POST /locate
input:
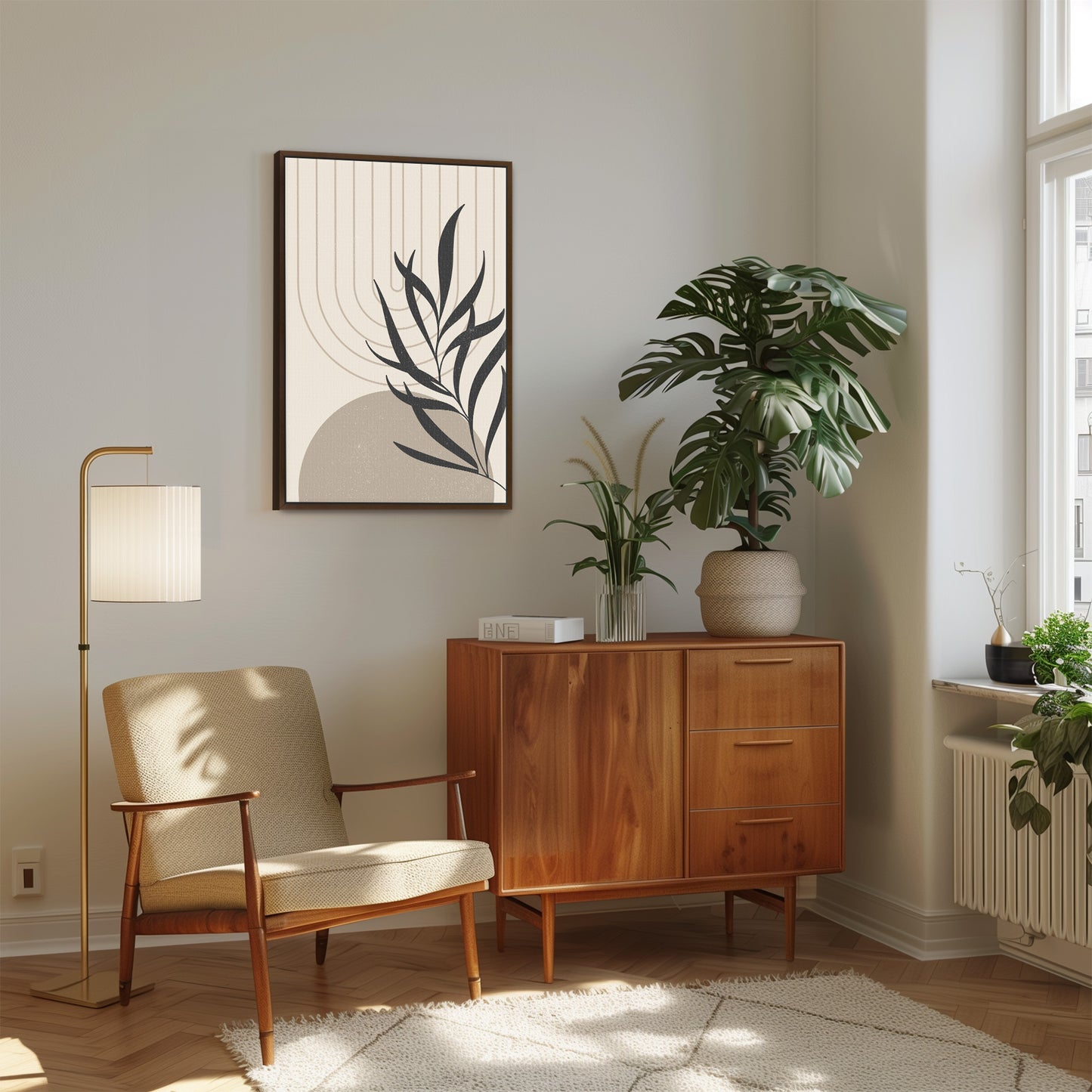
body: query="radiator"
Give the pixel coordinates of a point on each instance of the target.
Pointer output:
(1035, 881)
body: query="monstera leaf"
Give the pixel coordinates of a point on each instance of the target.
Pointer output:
(787, 393)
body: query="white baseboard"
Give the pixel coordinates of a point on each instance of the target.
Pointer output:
(924, 934)
(1058, 957)
(59, 930)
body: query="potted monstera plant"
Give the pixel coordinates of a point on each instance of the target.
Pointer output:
(785, 397)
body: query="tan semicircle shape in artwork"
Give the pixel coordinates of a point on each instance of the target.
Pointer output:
(352, 459)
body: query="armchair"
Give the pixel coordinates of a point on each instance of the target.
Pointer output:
(188, 747)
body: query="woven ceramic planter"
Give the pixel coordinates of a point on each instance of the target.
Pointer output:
(750, 593)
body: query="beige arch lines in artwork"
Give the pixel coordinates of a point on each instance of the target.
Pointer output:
(326, 314)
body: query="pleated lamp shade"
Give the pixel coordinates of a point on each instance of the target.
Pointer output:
(144, 543)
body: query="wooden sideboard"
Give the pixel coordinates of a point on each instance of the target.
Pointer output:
(679, 765)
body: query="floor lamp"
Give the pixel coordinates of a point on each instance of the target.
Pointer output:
(142, 544)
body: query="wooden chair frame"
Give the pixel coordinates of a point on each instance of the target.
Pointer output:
(262, 927)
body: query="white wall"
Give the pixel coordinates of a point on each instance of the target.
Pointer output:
(649, 141)
(920, 184)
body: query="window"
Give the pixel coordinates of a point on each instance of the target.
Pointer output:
(1060, 299)
(1084, 376)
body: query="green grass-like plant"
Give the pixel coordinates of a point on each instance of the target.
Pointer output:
(623, 530)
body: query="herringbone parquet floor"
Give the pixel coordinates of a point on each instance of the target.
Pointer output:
(164, 1042)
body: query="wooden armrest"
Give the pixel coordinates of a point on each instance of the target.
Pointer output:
(130, 806)
(402, 784)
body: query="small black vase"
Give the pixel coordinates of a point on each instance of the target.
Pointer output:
(1009, 663)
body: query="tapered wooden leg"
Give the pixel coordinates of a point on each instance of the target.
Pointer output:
(501, 917)
(790, 920)
(259, 962)
(470, 945)
(125, 957)
(549, 901)
(130, 900)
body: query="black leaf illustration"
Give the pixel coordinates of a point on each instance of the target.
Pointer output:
(487, 365)
(466, 302)
(422, 456)
(463, 343)
(459, 333)
(415, 285)
(405, 362)
(413, 400)
(446, 255)
(441, 437)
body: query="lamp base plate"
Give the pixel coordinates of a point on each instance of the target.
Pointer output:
(95, 991)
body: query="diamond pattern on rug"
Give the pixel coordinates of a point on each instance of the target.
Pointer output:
(821, 1033)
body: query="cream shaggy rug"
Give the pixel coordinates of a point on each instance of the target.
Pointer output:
(824, 1033)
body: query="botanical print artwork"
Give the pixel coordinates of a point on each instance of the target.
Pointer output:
(393, 312)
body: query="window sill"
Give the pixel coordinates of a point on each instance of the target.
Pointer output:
(988, 688)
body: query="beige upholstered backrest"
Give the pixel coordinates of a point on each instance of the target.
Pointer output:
(179, 738)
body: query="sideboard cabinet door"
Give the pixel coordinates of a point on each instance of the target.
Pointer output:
(592, 769)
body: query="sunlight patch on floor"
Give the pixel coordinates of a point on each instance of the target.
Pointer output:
(20, 1069)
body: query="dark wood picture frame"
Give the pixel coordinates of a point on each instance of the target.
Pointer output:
(449, 394)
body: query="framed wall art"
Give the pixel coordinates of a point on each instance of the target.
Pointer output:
(392, 297)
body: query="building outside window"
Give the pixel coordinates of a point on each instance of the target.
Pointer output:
(1060, 302)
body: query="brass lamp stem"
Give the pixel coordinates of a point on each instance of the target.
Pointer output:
(83, 690)
(83, 991)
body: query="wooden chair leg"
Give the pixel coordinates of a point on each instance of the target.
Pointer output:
(790, 920)
(501, 917)
(470, 945)
(125, 957)
(549, 918)
(259, 962)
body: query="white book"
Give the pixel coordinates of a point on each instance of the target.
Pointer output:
(539, 628)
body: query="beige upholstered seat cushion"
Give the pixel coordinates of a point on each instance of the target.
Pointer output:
(326, 879)
(194, 734)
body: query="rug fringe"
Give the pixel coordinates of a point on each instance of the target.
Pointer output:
(590, 991)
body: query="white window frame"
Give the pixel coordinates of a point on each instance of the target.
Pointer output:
(1060, 145)
(1050, 426)
(1048, 82)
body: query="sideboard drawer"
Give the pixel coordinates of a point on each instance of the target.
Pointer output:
(749, 768)
(741, 841)
(763, 687)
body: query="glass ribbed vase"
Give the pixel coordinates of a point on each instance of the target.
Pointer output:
(620, 613)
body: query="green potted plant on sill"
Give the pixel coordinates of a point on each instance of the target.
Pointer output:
(1057, 733)
(623, 531)
(785, 398)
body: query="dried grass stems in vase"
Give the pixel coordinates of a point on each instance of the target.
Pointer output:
(625, 529)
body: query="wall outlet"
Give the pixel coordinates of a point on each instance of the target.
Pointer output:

* Task statement
Rewrite all of the material above, changing each "Pointer output" to "Located points" and keeping everything else the same. Leave the pictures out.

* Exercise response
POST /locate
input:
body: query="radiator"
Give the pixel coordinates of a point on each instance of the target.
Located points:
(1035, 881)
body: query="monstera leaf"
Give the pixel coordinates of a point on each instance of the target.
Located points:
(787, 393)
body: query="white baseboard"
Give the pixel coordinates of a point on each instance of the target.
Located points:
(924, 934)
(1058, 957)
(59, 930)
body: query="potted monstera plant"
Give the pixel coordinates of a point on each instance of the target.
Located points:
(785, 397)
body: query="tan semicircle shape in artwork"
Give the pixel coordinates of a point on each instance of the target.
Located points:
(352, 459)
body: query="armchair"
Give the pixel coordinates of a point on each instance of the target.
Located points:
(188, 747)
body: query="woven ceramic planter"
Give the pixel coordinates of a point on each instance of the target.
Located points:
(750, 593)
body: query="beige arch lines in artwork"
Give the pixel coordinates of a point on each instance of the target.
Located points:
(326, 314)
body: query="pleated lamp shade"
Give the pixel coordinates of a point on each instance of the target.
Located points:
(144, 543)
body: query="wooden sideboard"
Give the pixel coordinates of a point on each instance of the target.
Located points:
(679, 765)
body: query="floor lamp"
Give the pixel coordinates of a point on each instance of the target.
Located points:
(142, 544)
body: query="wooden chair frame"
Give the pixel coordinates of a point on each instance of the target.
Located points:
(262, 927)
body: query="white wall"
Give the pixel coordinates of a point on each instance of the target.
Located points:
(649, 141)
(920, 184)
body: query="window"
Give the pixel coordinates of a point on each instance of the target.
Located points:
(1060, 299)
(1084, 376)
body: query="green grass-like plant"
Give the pixel coordinates of a point on each instance of the target.
Located points:
(623, 530)
body: query="herringbone parquet floor"
Give the pixel coordinates of a point on each instance of the target.
Located points:
(164, 1042)
body: query="wooden armrest"
Give the pixel coordinates of a point on each instance of the target.
Located points:
(130, 806)
(402, 784)
body: query="small black vase"
Give the pixel coordinates of a point on each instance of the target.
Located points:
(1009, 663)
body: query="tapered wooden leg"
Give the pixel coordinates of a point on each instance of the target.
Located points:
(501, 917)
(790, 920)
(259, 962)
(470, 945)
(125, 957)
(549, 901)
(130, 900)
body: query="black leaf illustration"
Give the pixel coordinates of a point on each instance of the target.
Located points:
(487, 365)
(466, 302)
(422, 456)
(463, 343)
(459, 333)
(415, 285)
(405, 362)
(413, 400)
(446, 255)
(441, 437)
body: query="lamp base plate"
Give the pixel coordinates of a point on each instance of the target.
Located points:
(95, 991)
body: query="diamond pattern on rug"
Give the pixel coordinates of a point on each instance of the target.
Located points:
(821, 1033)
body: query="cream shaggy rug"
Give the pixel coordinates of a point on each instance of the target.
Located points:
(824, 1033)
body: query="botanical print artwork"
Give the pixel coordinates of a point on each instance of the target.
Located points:
(393, 312)
body: query="window sill"
Give the pixel coordinates of a point on each instance of the target.
Located points:
(988, 688)
body: query="beige upholstered backrest"
Give the pixel coordinates of a point on each instance of the target.
Located points:
(179, 738)
body: query="sideboard cabinet door"
Give the pixel coordinates of a point on each instance of the target.
Located points:
(592, 769)
body: query="sunlight patch on floor"
Give the pixel coordinates of a point on each instance of the target.
Located points:
(20, 1069)
body: query="dark wood picture frame"
Give the pixel coordinates of a point on each instance of the target.
Located points:
(449, 394)
body: query="framed wall art"
Give the pixel coordinates of a point on each instance of the target.
Located points:
(392, 297)
body: query="building outside window"
Give the pixel coordinates of a point on each instance of the target.
Located points:
(1060, 302)
body: query="brass lamp stem"
Give the pixel coordinates of a point on each instance of the target.
Located points:
(83, 690)
(83, 991)
body: query="wooden chair leg"
Give the pixel coordinates of a point on each instance of the target.
Located points:
(790, 920)
(501, 917)
(470, 945)
(125, 957)
(549, 918)
(259, 962)
body: query="white book"
Give the pixel coordinates of a point on each instance of the target.
Located points:
(539, 628)
body: query="beige upholstered seat cushion"
Give the pixel coordinates of a point on each instance of the target.
Located points:
(326, 879)
(194, 734)
body: query="rug fringe"
Give the pixel coordinates of a point on each instance of the target.
Located points:
(590, 991)
body: query="white window frame"
Give the pixel coordinates of a point on each instance of the target.
Located points:
(1060, 145)
(1050, 426)
(1048, 82)
body: query="sideboard drawer"
Give the pixel coordinates of a point on each instance of the target.
Located points:
(749, 768)
(741, 841)
(763, 687)
body: query="glass ribbed vase"
Give the pixel coordinates of a point on each instance of the target.
Located points:
(620, 613)
body: query="green potted plant on sill"
Give the pixel coordinates of a point on each instance of the target.
Located points:
(1057, 733)
(623, 531)
(785, 398)
body: query="dried grass stems in vase"
Give the pixel coordinates of a point on each instance of the target.
Located points:
(625, 529)
body: query="wall outlet"
Give the pixel coordinates of a point on each instance of the target.
Located points:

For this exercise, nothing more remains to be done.